- _Exercise task_: Reproduce only the entries between the lines holding "Task: point out every instance of the white temple" and "Target: white column", inclusive, keeping the requests intact and rescaling every point coordinate in the answers by a factor of 1.4, rounded to whole numbers with halves going up. Leave the numbers in the requests and their format samples unchanged.
━━━━
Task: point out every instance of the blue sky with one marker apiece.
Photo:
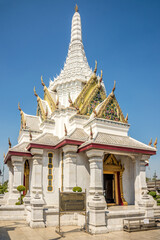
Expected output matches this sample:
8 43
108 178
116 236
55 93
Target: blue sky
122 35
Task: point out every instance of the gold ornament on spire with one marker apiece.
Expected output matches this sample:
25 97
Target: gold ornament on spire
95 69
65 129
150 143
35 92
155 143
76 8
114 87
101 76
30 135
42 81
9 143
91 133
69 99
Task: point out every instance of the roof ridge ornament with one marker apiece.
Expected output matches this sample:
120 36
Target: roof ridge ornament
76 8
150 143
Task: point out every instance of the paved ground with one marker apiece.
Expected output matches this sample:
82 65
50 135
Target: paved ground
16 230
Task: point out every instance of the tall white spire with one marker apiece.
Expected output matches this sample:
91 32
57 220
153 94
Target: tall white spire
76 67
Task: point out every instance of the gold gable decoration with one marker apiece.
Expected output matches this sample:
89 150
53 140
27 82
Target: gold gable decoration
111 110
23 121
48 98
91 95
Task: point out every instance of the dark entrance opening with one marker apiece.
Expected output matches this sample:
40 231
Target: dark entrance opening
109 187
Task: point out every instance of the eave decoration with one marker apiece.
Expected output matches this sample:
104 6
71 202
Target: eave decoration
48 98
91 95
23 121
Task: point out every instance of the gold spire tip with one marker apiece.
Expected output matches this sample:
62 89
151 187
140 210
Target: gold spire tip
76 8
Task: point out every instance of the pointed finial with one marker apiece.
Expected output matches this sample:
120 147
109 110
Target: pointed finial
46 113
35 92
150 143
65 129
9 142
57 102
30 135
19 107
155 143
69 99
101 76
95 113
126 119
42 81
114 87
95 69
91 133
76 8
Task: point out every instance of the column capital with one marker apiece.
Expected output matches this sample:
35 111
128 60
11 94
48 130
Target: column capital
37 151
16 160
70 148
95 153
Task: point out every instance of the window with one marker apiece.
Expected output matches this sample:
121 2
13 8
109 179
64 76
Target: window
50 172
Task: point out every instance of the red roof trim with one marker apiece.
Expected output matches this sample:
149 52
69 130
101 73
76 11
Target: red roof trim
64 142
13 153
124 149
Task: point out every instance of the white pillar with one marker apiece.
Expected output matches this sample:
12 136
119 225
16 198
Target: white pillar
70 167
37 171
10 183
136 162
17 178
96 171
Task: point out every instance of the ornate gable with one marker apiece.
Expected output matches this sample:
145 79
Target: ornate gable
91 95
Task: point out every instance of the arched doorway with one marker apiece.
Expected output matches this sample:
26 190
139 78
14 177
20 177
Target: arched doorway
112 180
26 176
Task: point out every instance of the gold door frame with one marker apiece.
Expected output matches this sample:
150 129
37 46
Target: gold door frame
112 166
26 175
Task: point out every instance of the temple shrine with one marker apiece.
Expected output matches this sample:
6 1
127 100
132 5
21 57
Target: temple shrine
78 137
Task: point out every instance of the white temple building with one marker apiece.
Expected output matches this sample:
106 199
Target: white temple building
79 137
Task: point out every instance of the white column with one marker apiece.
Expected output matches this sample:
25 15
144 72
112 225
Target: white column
━━━━
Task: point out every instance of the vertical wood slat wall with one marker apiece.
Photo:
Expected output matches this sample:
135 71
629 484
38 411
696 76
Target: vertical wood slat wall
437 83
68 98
━━━━
- _Solution_:
Task: point out every instance of the white temple building with one marker apiece.
Expected output matches this sample:
106 199
Target: white temple building
111 192
Task: point out every instance of the white column with one marker apiece.
Expected output matches this sample:
25 15
144 72
112 225
Target: white column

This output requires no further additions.